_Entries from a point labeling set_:
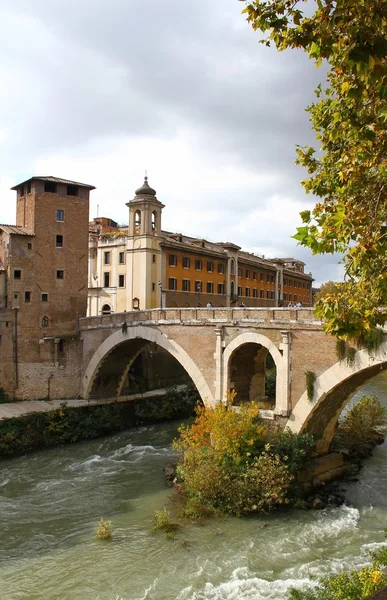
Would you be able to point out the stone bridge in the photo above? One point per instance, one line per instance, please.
(224, 349)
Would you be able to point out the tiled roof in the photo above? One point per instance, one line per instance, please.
(15, 230)
(56, 180)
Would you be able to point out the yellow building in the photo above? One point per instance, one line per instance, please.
(141, 266)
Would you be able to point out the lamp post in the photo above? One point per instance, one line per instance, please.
(199, 289)
(161, 293)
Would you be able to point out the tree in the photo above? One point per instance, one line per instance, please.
(348, 173)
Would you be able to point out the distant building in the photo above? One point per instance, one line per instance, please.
(141, 266)
(43, 288)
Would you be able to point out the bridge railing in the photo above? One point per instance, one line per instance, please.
(203, 315)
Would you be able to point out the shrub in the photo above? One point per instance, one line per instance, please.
(363, 425)
(229, 465)
(162, 522)
(104, 530)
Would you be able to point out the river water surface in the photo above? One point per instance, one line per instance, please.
(51, 501)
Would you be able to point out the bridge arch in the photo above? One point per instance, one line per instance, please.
(280, 362)
(143, 334)
(332, 390)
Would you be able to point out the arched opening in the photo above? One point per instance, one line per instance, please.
(137, 221)
(252, 375)
(332, 391)
(154, 222)
(106, 309)
(107, 373)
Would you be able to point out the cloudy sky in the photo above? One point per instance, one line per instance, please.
(99, 90)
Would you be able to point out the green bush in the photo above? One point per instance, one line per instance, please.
(363, 425)
(351, 585)
(232, 463)
(162, 522)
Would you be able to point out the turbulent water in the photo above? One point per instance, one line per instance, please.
(50, 504)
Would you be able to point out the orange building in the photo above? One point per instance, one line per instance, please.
(143, 266)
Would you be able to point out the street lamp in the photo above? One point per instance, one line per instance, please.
(161, 293)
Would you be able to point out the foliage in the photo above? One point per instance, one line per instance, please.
(104, 530)
(371, 340)
(363, 425)
(296, 449)
(233, 463)
(310, 379)
(351, 355)
(348, 173)
(341, 350)
(162, 522)
(351, 585)
(67, 424)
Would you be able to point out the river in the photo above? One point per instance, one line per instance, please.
(51, 501)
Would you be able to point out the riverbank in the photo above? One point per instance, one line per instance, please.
(55, 423)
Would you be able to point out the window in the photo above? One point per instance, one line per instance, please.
(50, 187)
(172, 283)
(72, 190)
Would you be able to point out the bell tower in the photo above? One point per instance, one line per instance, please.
(144, 251)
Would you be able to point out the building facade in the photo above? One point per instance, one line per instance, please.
(141, 266)
(43, 288)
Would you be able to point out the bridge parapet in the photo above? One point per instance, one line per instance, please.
(275, 318)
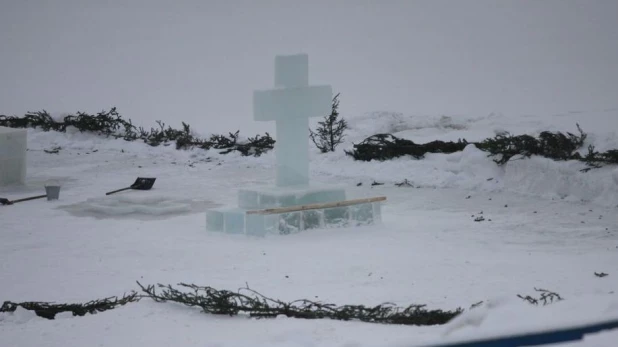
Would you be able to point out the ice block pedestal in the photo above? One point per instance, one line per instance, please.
(13, 144)
(290, 105)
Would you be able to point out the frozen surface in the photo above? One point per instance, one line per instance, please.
(136, 205)
(546, 225)
(13, 145)
(291, 105)
(270, 197)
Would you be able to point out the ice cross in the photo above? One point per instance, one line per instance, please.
(290, 105)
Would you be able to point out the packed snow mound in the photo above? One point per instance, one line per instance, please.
(512, 316)
(384, 122)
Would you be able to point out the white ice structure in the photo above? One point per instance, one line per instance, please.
(13, 144)
(290, 105)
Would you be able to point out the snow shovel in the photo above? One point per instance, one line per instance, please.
(52, 191)
(141, 183)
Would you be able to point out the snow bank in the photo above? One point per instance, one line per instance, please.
(512, 316)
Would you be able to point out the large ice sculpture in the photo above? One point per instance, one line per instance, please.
(13, 144)
(290, 105)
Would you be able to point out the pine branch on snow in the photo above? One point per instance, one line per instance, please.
(50, 310)
(329, 133)
(254, 304)
(111, 124)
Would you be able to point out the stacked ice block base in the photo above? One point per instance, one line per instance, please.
(13, 144)
(238, 221)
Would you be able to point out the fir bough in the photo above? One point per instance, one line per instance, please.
(330, 132)
(110, 123)
(249, 302)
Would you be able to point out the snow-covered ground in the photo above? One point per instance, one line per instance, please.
(547, 225)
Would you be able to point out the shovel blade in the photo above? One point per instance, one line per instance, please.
(143, 183)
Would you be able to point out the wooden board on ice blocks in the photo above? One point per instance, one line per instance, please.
(317, 206)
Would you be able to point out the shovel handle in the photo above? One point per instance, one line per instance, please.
(30, 198)
(119, 190)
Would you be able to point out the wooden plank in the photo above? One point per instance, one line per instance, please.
(317, 206)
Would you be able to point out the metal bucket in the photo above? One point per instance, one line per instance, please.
(53, 192)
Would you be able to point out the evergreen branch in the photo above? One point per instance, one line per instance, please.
(111, 124)
(254, 304)
(50, 310)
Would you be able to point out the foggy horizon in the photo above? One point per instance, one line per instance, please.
(199, 62)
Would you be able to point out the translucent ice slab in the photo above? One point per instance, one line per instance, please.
(288, 196)
(238, 221)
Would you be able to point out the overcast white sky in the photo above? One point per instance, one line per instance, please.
(199, 61)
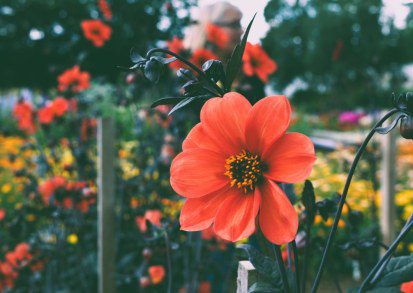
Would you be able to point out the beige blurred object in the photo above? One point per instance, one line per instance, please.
(222, 14)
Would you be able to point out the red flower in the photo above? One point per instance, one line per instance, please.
(96, 31)
(257, 62)
(153, 216)
(230, 163)
(45, 114)
(200, 56)
(105, 9)
(73, 79)
(217, 36)
(60, 106)
(156, 273)
(23, 113)
(176, 45)
(407, 287)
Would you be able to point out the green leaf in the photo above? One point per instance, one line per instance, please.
(263, 264)
(308, 199)
(186, 102)
(235, 60)
(399, 270)
(166, 101)
(262, 287)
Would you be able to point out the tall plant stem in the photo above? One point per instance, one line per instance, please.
(380, 266)
(192, 66)
(281, 267)
(343, 197)
(169, 263)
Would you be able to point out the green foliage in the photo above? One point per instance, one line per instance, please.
(337, 53)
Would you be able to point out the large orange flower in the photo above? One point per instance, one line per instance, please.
(230, 164)
(96, 31)
(257, 62)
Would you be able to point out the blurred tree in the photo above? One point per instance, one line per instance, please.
(335, 54)
(39, 39)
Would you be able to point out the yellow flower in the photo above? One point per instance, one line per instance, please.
(72, 239)
(6, 188)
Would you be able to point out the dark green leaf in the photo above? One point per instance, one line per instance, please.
(235, 60)
(263, 264)
(398, 270)
(135, 57)
(153, 70)
(163, 60)
(166, 101)
(308, 199)
(186, 74)
(262, 287)
(214, 70)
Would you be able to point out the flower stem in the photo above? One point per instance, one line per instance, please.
(344, 195)
(281, 267)
(192, 66)
(381, 265)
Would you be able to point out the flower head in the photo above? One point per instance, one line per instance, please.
(231, 164)
(200, 56)
(73, 79)
(157, 274)
(96, 31)
(217, 36)
(257, 62)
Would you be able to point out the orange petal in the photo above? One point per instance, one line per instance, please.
(267, 121)
(197, 138)
(223, 120)
(290, 159)
(235, 219)
(278, 218)
(198, 172)
(199, 213)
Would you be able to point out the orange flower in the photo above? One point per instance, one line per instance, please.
(230, 164)
(73, 79)
(23, 113)
(257, 62)
(45, 115)
(60, 106)
(407, 287)
(156, 273)
(153, 216)
(96, 31)
(200, 56)
(217, 36)
(105, 9)
(176, 45)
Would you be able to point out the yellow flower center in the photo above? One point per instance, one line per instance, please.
(244, 170)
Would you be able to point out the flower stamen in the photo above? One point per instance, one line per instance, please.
(244, 170)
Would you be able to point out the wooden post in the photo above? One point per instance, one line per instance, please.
(246, 275)
(388, 181)
(106, 206)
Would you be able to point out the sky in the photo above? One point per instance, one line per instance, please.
(392, 8)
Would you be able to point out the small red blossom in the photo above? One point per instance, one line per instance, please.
(73, 79)
(23, 113)
(230, 166)
(200, 56)
(217, 36)
(153, 216)
(96, 31)
(176, 45)
(257, 62)
(45, 115)
(105, 9)
(157, 274)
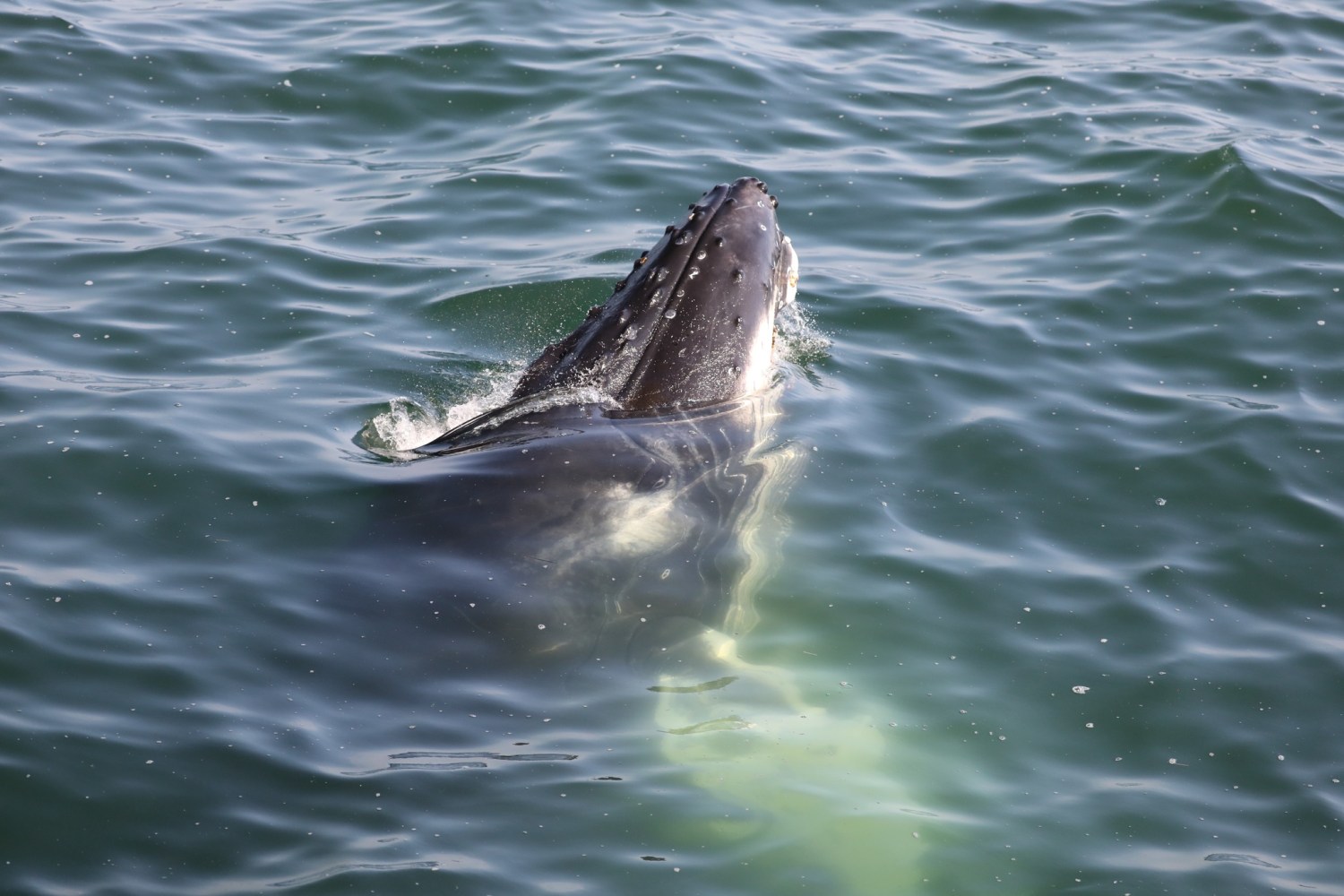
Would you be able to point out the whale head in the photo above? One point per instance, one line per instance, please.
(693, 325)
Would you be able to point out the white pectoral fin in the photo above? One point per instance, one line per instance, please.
(820, 780)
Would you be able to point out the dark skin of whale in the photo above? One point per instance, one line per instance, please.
(599, 513)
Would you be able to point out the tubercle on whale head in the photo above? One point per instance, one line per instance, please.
(693, 324)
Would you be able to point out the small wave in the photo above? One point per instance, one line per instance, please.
(108, 383)
(1231, 401)
(355, 866)
(433, 761)
(1239, 858)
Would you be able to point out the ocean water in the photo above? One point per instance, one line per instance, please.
(1059, 589)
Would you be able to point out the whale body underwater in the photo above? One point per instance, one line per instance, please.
(591, 549)
(613, 506)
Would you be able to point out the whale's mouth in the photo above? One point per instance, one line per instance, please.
(693, 325)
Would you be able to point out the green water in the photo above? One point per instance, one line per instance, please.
(1064, 564)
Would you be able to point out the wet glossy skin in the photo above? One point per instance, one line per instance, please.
(693, 324)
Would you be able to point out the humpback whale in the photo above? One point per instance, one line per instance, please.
(612, 506)
(604, 532)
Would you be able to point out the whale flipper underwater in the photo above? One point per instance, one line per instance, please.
(621, 506)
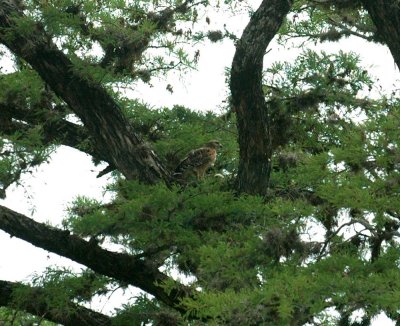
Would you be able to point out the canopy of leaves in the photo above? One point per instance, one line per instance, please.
(323, 237)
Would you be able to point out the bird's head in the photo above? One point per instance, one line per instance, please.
(214, 144)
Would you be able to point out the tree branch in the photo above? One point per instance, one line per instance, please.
(74, 315)
(112, 134)
(248, 97)
(386, 16)
(123, 267)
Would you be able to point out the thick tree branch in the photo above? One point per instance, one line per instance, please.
(248, 97)
(74, 315)
(123, 267)
(386, 16)
(112, 134)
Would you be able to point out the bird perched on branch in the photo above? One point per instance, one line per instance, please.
(198, 161)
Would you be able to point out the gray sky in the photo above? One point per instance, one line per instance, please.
(47, 192)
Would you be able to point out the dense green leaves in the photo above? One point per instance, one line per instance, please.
(319, 246)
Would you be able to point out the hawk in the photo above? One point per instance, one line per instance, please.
(198, 161)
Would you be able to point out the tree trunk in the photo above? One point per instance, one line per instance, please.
(112, 134)
(248, 100)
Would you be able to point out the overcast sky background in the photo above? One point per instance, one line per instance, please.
(46, 194)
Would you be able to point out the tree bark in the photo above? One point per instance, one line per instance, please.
(74, 315)
(112, 134)
(386, 16)
(123, 267)
(248, 100)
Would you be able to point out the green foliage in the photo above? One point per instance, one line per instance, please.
(325, 237)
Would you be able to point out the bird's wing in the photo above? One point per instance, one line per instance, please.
(196, 158)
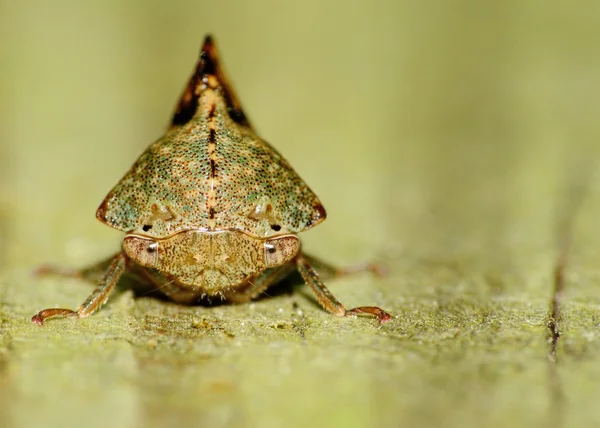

_REQUIREMENT_:
Pick out every line in the entries above that contains the string "leaf", treating uppercase and lowercase as different, and copy each of those lines.

_FINAL ANSWER_:
Would you be able to point out the green leaf in the photo above? One point per instance, one line per instance, please.
Would you be able to point out the dark green leaf in the photo above? One point per instance, one line per instance, please.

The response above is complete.